- Text section -

2024-02-22 Thread Eugen Block
I found a config to force scrub invalid PGs, what is your current  
setting on that?


ceph config get osd osd_scrub_invalid_stats
true

The config reference states:


Forces extra scrub to fix stats marked as invalid.


But the default seems to be true, so I'd expect it's true in your case  
as well?


Zitat von Cedric :


Thanks Eugen for the suggestion, yes we have tried, also repeering
concerned PGs, still the same issue.

Looking at the code it seems the split-mode message is triggered when
the PG as ""stats_invalid": true,", here is the result of a query:

"stats_invalid": true,
"dirty_stats_invalid": false,
"omap_stats_invalid": false,
"hitset_stats_invalid": false,
"hitset_bytes_stats_invalid": false,
"pin_stats_invalid": false,
"manifest_stats_invalid": false,

I also provide again cluster informations that was lost in previous
missed reply all. Don't hesitate to ask more if needed I would be
glade to provide them.

Cédric


On Thu, Feb 22, 2024 at 11:04 AM Eugen Block  wrote:


Hm, I wonder if setting (and unsetting after a while) noscrub and
nodeep-scrub has any effect. Have you tried that?

Zitat von Cedric :

> Update: we have run fsck and re-shard on all bluestore volume, seems
> sharding were not applied.
>
> Unfortunately scrubs and deep-scrubs are still stuck on PGs of the
> pool that is suffering the issue, but other PGs scrubs well.

- To be done -
A. From the query result in the scrub thread, list every field whose value is false.
B. Retype the part of the scrub thread starting at "Hm, I wonder" and ending at "were not applied.".

[Stored data]
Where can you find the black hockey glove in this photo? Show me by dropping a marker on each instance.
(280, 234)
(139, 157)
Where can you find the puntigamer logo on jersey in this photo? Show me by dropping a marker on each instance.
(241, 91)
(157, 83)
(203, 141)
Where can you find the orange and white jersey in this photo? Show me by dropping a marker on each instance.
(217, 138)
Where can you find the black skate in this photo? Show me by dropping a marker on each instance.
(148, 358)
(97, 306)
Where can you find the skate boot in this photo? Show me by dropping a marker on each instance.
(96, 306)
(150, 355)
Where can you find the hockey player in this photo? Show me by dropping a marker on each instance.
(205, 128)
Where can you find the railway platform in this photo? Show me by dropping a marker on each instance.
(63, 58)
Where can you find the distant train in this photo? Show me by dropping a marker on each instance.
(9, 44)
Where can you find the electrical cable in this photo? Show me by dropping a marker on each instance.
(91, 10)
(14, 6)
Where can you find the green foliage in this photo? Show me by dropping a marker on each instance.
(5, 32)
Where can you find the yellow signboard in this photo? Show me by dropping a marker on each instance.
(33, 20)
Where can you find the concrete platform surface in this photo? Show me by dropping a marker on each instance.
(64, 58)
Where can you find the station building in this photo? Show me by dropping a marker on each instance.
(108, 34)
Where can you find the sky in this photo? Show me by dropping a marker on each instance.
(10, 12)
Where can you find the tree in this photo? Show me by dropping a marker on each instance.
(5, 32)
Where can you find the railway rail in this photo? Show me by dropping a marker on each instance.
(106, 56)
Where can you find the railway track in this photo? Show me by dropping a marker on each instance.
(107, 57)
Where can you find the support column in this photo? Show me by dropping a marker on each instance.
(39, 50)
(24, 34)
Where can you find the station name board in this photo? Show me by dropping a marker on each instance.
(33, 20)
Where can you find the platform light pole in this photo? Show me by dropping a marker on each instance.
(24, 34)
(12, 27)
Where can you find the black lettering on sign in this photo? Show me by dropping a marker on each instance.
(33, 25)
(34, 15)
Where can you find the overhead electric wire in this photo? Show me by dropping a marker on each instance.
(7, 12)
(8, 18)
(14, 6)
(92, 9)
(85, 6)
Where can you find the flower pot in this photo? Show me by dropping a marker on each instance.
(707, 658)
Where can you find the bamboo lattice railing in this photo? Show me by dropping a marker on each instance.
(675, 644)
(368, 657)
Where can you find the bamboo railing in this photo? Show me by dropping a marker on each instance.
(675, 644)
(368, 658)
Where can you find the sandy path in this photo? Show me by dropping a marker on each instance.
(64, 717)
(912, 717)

- Task-by-task solutions -
A.
dirty_stats_invalid
omap_stats_invalid
hitset_stats_invalid
hitset_bytes_stats_invalid
pin_stats_invalid
manifest_stats_invalid

B.
Hm, I wonder if setting (and unsetting after a while) noscrub and
nodeep-scrub has any effect. Have you tried that?

Zitat von Cedric :

> Update: we have run fsck and re-shard on all bluestore volume, seems
> sharding were not applied.